32While he was there, envoys arrived from the Lesbians who wished to revolt again. With Astyochus they were successful; but the Corinthians and the other allies being averse to it by reason of their former failure, he weighed anchor and set sail for Chios, where they eventually arrived from different quarters, the fleet having been scattered by a storm. After this Pedaritus, whom we left marching along the coast from Miletus, arrived at Erythrae, and thence crossed over with his army to Chios, where he found also about five hundred soldiers who had been left there by Chalcideus from the five ships with their arms. Meanwhile some Lesbians making offers to revolt, Astyochus urged upon Pedaritus and the Chians that they ought to go with their ships and effect the revolt of Lesbos, and so increase the number of their allies, or, if not successful, at all events harm the Athenians. The Chians, however, turned a deaf ear to this, and Pedaritus flatly refused to give up to him the Chian vessels.
33Upon this Astyochus took five Corinthian and one Megarian vessel, with another from Hermione, and the ships which had come with him from Laconia, and set sail for Miletus to assume his command as admiral; after telling the Chians with many threats that he would certainly not come and help them if they should be in need. At Corycus in the Erythraeid he brought to for the night; the Athenian armament sailing from Samos against Chios being only separated from him by a hill, upon the other side of which it brought to; so that neither perceived the other. But a letter arriving in the night from Pedaritus to say that some liberated Erythraean prisoners had come from Samos to betray Erythrae, Astyochus at once put back to Erythrae, and so just escaped falling in with the Athenians. Here Pedaritus sailed over to join him; and after inquiry into the pretended treachery, finding that the whole story had been made up to procure the escape of the men from Samos, they acquitted them of the charge, and sailed away, Pedaritus to Chios and Astyochus to Miletus as he had intended.
34Meanwhile the Athenian armament sailing round Corycus fell in with three Chian men-of-war off Arginus, and gave immediate chase. A great storm coming on, the Chians with difficulty took refuge in the harbour; the three Athenian vessels most forward in the pursuit being wrecked and thrown up near the city of Chios, and the crews slain or taken prisoners. The rest of the Athenian fleet took refuge in the harbour called Phoenicus, under Mount Mimas, and from thence afterwards put into Lesbos and prepared for the work of fortification.
35The same winter the Lacedaemonian Hippocrates sailed out from Peloponnese with ten Thurian ships under the command of Dorieus, son of Diagoras, and two colleagues, one Laconian and one Syracusan vessel, and arrived at Cnidus, which had already revolted at the instigation of Tissaphernes. When their arrival was known at Miletus, orders came to them to leave half their squadron to guard Cnidus, and with the rest to cruise round Triopium and seize all the merchantmen arriving from Egypt. Triopium is a promontory of Cnidus and sacred to Apollo. This coming to the knowledge of the Athenians, they sailed from Samos and captured the six ships on the watch at Triopium, the crews escaping out of them. After this the Athenians sailed into Cnidus and made an assault upon the town, which was unfortified, and all but took it; and the next day assaulted it again, but with less effect, as the inhabitants had improved their defences during the night, and had been reinforced by the crews escaped from the ships at Triopium. The Athenians now withdrew, and after plundering the Cnidian territory sailed back to Samos.

*Complete the following:*
a: Answer these questions from the history excerpt:
(i) About how many soldiers left by Chalcideus did Pedaritus find at Chios?
(ii) In what harbor did the rest of the Athenian fleet take refuge during the great storm?
(iii) To whom is Triopium sacred?
b: Copy the passage of the history excerpt from "34Meanwhile the Athenian" up to and including "work of fortification.", substituting "warships" for "men-of-war".
The entries that come after this history excerpt have nothing to do with it.

*Supplied entries:*
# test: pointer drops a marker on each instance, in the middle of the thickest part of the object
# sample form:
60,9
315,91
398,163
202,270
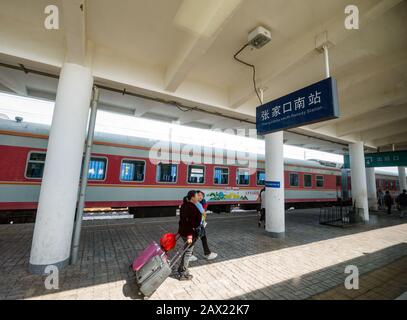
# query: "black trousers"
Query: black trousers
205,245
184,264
---
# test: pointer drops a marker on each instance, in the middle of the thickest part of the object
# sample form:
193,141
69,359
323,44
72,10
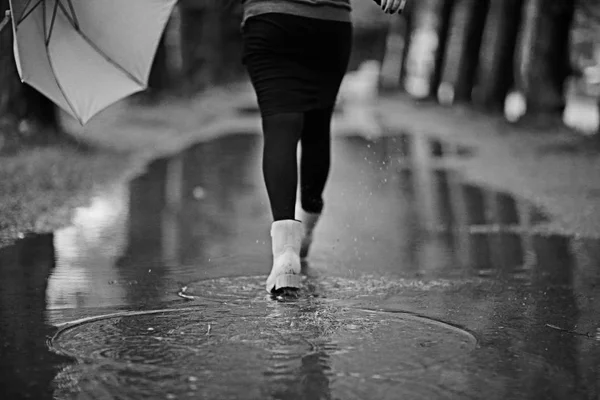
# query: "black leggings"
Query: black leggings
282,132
* * *
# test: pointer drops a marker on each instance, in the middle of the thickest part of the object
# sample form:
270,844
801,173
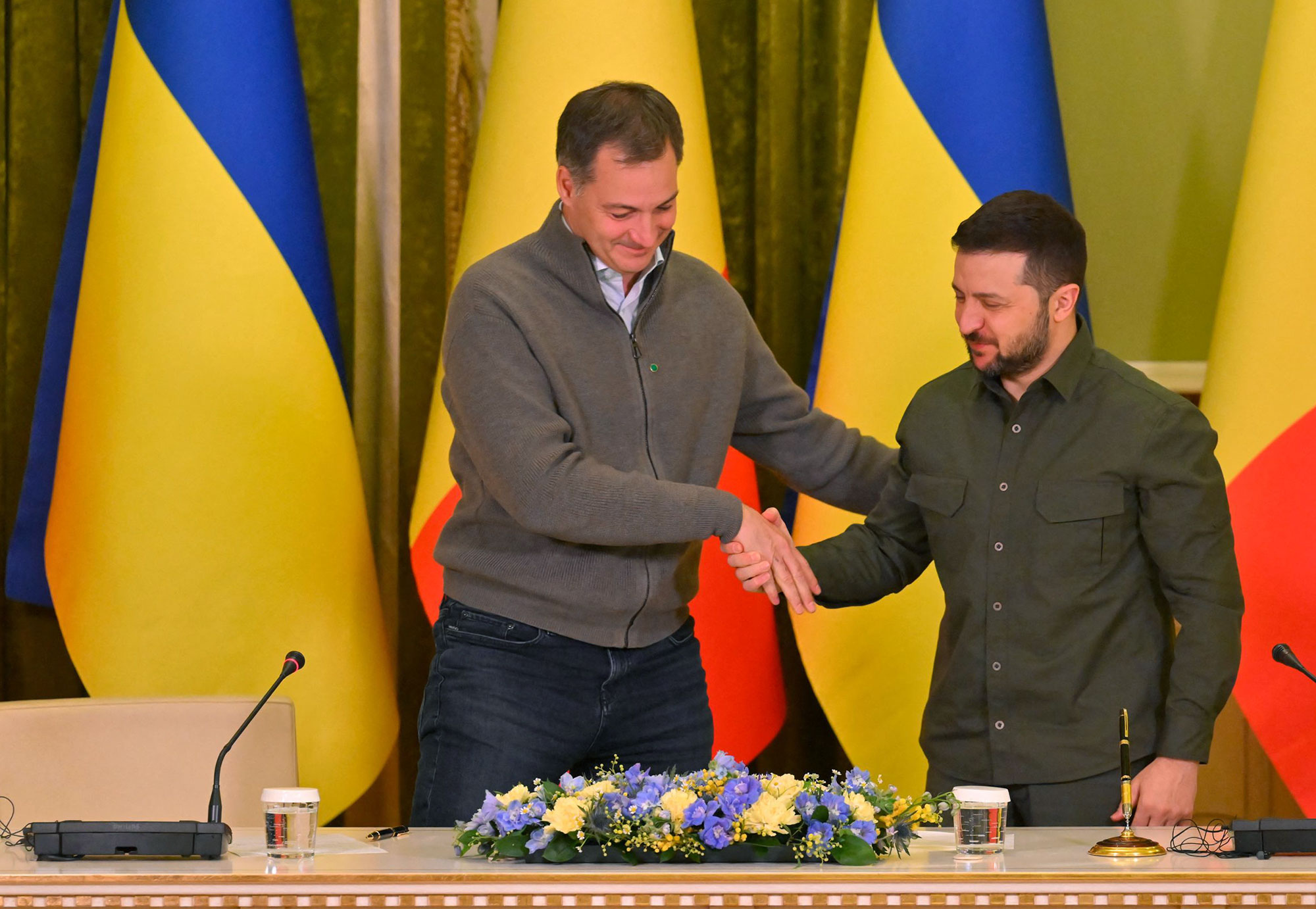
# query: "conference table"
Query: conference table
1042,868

*Completed exercise:*
a:
(i) About five hundred.
(ii) The harbor called Phoenicus, under Mount Mimas.
(iii) Apollo.

b:
34Meanwhile the Athenian armament sailing round Corycus fell in with three Chian warships off Arginus, and gave immediate chase. A great storm coming on, the Chians with difficulty took refuge in the harbour; the three Athenian vessels most forward in the pursuit being wrecked and thrown up near the city of Chios, and the crews slain or taken prisoners. The rest of the Athenian fleet took refuge in the harbour called Phoenicus, under Mount Mimas, and from thence afterwards put into Lesbos and prepared for the work of fortification.